‘If there’s anyone who can appear before Aslan without their knees knocking, they’re either braver than me or else just silly.’
‘Then he isn’t safe?’ asked Lucy.
‘Safe?’ said Mr. Beaver. ‘Don’t you hear what Mrs. Beaver tells you? Who said anything about safe? ‘Course he isn’t safe. But he’s good. He’s the King, I tell you.’
Jesus isn’t safe either. You may have a very safe idea of Jesus, but your ideas about Jesus may not always match the reality of Jesus. I hope you’ve come to realize that! I’m beginning (I hope) to learn that Jesus isn’t safe.
Jesus often seems intent on absolutely messing with my business. His agenda includes taking over every aspect of my life. My very natural inclination to be driven by what I think, feel, and want doesn’t have a chance of survival when in his presence. He is certainly not safe!
This reality is pictured so clearly in the fourth chapter of Hebrews. The chapter refers back in time to the story of God’s people Israel in the wilderness. Because of unbelief and disobedience (same thing) they did not enter into the land of promise. The writer of Hebrews says they didn’t enter into “rest”.
So which is it? Did they fail to enter the land or did they fail to enter into rest? Yes!
You see, to have entered the land they would have had to completely rely on God. To completely rely on God they would have had to let go of their fears. Their fears resulted from their evaluation of their own strength in comparison to the strength of the current occupants of the land, thus demonstrating that they were ultimately relying on their own strength rather than God’s. When I forsake all self reliance and trust completely in the strength of God, I enter into rest. When I cease from my works, I cease relying on my own strength and efforts.
10 For he who has entered His rest has himself also ceased from his works as God did from His.
It is in this context that the wonderful passage Hebrews 4:12-16 appears.
12 For the word of God is living and powerful, and sharper than any two-edged sword, piercing even to the division of soul and spirit, and of joints and marrow, and is a discerner of the thoughts and intents of the heart. 13 And there is no creature hidden from His sight, but all things are naked and open to the eyes of Him to whom we must give account.
14 Seeing then that we have a great High Priest who has passed through the heavens, Jesus the Son of God, let us hold fast our confession. 15 For we do not have a High Priest who cannot sympathize with our weaknesses, but was in all points tempted as we are, yet without sin. 16 Let us therefore come boldly to the throne of grace, that we may obtain mercy and find grace to help in time of need.

◆ ◆ ◆ ◆

- [What is required]
In the passage about Jesus not being safe, which chapter of Hebrews is said to picture this reality so clearly?

- [Provided data]
◆ ◆ ◆ ◆

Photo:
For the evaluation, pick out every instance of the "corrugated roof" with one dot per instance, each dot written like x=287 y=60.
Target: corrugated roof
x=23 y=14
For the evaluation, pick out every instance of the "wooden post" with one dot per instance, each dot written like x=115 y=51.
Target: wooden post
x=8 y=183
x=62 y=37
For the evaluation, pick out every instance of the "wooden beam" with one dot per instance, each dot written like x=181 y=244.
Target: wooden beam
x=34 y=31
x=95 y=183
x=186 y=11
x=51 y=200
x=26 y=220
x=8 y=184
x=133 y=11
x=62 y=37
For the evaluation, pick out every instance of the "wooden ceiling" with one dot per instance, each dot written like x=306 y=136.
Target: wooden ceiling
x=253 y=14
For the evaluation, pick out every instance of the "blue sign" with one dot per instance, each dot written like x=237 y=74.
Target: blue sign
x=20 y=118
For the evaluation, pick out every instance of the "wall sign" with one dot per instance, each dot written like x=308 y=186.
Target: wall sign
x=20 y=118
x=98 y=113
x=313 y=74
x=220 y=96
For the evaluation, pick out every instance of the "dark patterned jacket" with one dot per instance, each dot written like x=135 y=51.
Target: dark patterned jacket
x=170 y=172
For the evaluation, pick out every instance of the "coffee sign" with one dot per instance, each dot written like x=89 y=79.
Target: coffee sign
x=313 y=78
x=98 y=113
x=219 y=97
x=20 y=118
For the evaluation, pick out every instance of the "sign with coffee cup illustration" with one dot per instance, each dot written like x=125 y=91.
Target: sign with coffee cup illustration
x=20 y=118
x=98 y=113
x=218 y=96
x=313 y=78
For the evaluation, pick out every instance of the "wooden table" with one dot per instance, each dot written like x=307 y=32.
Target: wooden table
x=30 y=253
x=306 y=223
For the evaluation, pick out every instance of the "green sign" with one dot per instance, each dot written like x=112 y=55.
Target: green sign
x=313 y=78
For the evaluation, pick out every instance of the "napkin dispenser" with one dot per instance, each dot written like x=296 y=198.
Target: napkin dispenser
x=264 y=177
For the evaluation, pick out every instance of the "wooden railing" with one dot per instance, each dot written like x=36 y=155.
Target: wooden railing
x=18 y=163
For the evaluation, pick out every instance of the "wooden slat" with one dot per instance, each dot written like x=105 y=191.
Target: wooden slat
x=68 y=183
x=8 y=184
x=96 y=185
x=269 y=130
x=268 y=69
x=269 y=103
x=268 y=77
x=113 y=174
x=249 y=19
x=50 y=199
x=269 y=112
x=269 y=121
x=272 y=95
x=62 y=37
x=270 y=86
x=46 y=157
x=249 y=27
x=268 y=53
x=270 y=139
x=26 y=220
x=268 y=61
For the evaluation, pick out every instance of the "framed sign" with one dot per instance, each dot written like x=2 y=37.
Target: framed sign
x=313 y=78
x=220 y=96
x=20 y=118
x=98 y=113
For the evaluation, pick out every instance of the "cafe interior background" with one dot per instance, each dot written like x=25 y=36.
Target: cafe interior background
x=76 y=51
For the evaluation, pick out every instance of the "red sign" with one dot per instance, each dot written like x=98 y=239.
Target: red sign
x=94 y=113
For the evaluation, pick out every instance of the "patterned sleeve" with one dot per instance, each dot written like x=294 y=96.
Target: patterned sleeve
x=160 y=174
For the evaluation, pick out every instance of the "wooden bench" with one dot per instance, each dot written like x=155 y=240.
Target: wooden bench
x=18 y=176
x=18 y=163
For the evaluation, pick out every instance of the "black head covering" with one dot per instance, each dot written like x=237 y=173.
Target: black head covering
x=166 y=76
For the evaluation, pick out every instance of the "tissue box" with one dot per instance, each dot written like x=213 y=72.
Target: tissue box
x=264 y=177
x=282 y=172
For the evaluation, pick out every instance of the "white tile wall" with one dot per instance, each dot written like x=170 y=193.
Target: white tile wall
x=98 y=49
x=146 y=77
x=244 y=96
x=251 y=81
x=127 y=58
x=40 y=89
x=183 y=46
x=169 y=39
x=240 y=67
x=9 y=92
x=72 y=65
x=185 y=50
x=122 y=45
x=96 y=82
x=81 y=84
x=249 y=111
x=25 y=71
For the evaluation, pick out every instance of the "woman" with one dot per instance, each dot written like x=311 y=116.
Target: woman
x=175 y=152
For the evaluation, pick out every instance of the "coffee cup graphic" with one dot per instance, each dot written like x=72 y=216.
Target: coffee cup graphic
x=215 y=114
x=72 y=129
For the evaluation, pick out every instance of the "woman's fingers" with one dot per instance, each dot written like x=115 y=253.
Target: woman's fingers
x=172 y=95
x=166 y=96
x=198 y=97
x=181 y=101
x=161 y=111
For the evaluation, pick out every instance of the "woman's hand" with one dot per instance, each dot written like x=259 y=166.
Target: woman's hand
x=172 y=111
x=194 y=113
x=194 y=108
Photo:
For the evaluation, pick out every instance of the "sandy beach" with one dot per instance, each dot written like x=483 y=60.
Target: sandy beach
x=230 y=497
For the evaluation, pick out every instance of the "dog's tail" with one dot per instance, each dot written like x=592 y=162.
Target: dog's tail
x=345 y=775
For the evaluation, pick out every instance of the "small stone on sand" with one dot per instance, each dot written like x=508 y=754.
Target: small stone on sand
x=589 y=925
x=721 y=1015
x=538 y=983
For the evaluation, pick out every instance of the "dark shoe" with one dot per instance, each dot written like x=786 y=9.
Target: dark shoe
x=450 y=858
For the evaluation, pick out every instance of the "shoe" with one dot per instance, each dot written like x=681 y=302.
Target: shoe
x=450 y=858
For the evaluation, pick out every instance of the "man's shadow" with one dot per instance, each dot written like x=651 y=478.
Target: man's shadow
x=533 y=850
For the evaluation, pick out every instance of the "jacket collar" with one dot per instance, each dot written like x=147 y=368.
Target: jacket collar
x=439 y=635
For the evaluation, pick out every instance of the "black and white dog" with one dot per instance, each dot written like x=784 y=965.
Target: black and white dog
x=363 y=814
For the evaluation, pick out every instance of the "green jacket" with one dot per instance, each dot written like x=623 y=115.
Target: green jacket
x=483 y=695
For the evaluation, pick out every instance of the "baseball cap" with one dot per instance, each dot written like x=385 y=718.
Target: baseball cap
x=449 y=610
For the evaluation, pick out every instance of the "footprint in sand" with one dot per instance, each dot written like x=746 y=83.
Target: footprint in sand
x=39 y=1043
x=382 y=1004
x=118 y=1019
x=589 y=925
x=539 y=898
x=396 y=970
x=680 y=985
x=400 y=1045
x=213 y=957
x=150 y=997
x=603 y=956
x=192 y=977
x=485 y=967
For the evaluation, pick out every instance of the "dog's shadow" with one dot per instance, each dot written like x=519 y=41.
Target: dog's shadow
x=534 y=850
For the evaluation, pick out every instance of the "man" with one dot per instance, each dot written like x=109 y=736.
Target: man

◆ ◆ ◆ ◆

- [Answer to this problem]
The fourth chapter of Hebrews.